◆ Problem to work on ◆
Reproduce the stretch from the line containing "Reviewer note: confirm that every instance of the wooded" through the end of the entries, requests included. Raise every x and y coordinate in the answers by 25, and leave the requests and their format samples as they are.

++++++

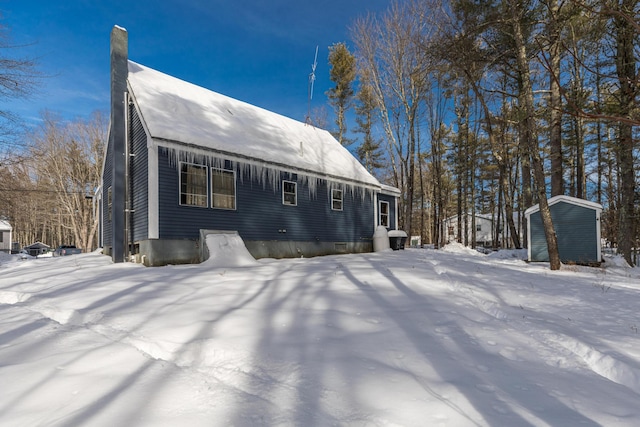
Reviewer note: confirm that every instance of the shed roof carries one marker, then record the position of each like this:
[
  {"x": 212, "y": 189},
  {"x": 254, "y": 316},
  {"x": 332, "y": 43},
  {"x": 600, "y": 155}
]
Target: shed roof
[
  {"x": 178, "y": 111},
  {"x": 566, "y": 199}
]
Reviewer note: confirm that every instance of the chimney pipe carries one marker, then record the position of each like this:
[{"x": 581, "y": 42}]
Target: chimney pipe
[{"x": 117, "y": 139}]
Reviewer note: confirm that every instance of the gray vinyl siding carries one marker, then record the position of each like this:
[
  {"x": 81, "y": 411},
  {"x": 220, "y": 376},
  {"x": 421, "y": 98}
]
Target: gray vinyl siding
[
  {"x": 138, "y": 174},
  {"x": 575, "y": 230},
  {"x": 260, "y": 214},
  {"x": 392, "y": 210},
  {"x": 107, "y": 181}
]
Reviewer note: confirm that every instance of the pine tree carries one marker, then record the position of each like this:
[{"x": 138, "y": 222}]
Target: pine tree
[
  {"x": 369, "y": 151},
  {"x": 343, "y": 74}
]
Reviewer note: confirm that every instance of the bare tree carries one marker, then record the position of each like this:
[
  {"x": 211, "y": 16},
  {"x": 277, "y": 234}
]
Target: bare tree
[
  {"x": 68, "y": 160},
  {"x": 19, "y": 78},
  {"x": 399, "y": 75}
]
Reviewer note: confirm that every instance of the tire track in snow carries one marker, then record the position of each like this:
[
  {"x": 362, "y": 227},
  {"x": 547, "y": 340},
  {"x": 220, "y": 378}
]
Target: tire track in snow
[{"x": 600, "y": 363}]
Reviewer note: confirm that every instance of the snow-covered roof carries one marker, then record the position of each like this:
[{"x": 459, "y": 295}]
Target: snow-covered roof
[
  {"x": 567, "y": 199},
  {"x": 181, "y": 112}
]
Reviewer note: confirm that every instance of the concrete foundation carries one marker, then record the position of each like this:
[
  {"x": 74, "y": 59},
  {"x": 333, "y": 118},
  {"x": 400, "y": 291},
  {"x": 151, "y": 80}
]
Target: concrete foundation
[{"x": 159, "y": 252}]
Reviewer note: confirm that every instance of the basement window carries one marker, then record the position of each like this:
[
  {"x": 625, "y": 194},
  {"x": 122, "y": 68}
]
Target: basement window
[
  {"x": 109, "y": 203},
  {"x": 384, "y": 214},
  {"x": 289, "y": 193},
  {"x": 193, "y": 185},
  {"x": 336, "y": 199},
  {"x": 223, "y": 189}
]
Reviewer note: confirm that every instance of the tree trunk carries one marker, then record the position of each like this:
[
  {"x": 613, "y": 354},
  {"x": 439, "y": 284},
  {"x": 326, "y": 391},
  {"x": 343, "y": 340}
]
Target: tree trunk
[
  {"x": 627, "y": 78},
  {"x": 531, "y": 141}
]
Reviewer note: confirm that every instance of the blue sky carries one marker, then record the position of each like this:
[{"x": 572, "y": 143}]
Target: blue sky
[{"x": 260, "y": 52}]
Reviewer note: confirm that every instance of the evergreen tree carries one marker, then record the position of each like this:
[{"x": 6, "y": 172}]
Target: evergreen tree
[
  {"x": 369, "y": 151},
  {"x": 343, "y": 74}
]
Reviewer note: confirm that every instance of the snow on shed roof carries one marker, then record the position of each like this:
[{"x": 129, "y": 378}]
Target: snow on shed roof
[
  {"x": 567, "y": 199},
  {"x": 182, "y": 112}
]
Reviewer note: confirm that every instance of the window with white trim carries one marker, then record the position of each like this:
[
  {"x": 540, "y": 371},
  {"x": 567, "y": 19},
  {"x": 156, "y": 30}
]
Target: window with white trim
[
  {"x": 289, "y": 193},
  {"x": 384, "y": 213},
  {"x": 336, "y": 199},
  {"x": 193, "y": 185},
  {"x": 223, "y": 189},
  {"x": 109, "y": 203}
]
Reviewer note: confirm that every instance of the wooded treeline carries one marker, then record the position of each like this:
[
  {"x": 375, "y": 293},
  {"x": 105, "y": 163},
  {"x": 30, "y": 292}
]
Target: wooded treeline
[
  {"x": 490, "y": 107},
  {"x": 46, "y": 192}
]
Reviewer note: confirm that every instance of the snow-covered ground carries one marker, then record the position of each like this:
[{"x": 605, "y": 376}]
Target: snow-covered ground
[{"x": 408, "y": 338}]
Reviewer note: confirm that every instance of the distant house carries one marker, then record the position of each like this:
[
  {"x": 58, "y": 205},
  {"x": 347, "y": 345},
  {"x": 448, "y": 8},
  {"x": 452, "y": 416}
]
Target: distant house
[
  {"x": 37, "y": 248},
  {"x": 577, "y": 226},
  {"x": 5, "y": 236},
  {"x": 480, "y": 231},
  {"x": 183, "y": 161}
]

++++++

◆ Task output ◆
Reviewer note: confirm that every instance of the wooded treeline carries one marker, then record the position of each like this:
[
  {"x": 375, "y": 293},
  {"x": 105, "y": 163},
  {"x": 30, "y": 292}
]
Target: wooded treeline
[
  {"x": 515, "y": 132},
  {"x": 71, "y": 217}
]
Reviewer note: confirm that every instance of the snow-covered ground carries one marker, then record the position of each like this:
[{"x": 605, "y": 376}]
Target: snow-covered ground
[{"x": 433, "y": 363}]
Reviewer note: confirm that every instance of the distant house carries one marker, then record the position of each like this:
[
  {"x": 58, "y": 205},
  {"x": 347, "y": 345},
  {"x": 448, "y": 8},
  {"x": 452, "y": 416}
]
Target: distant house
[
  {"x": 62, "y": 273},
  {"x": 602, "y": 251},
  {"x": 30, "y": 261},
  {"x": 505, "y": 256},
  {"x": 208, "y": 186}
]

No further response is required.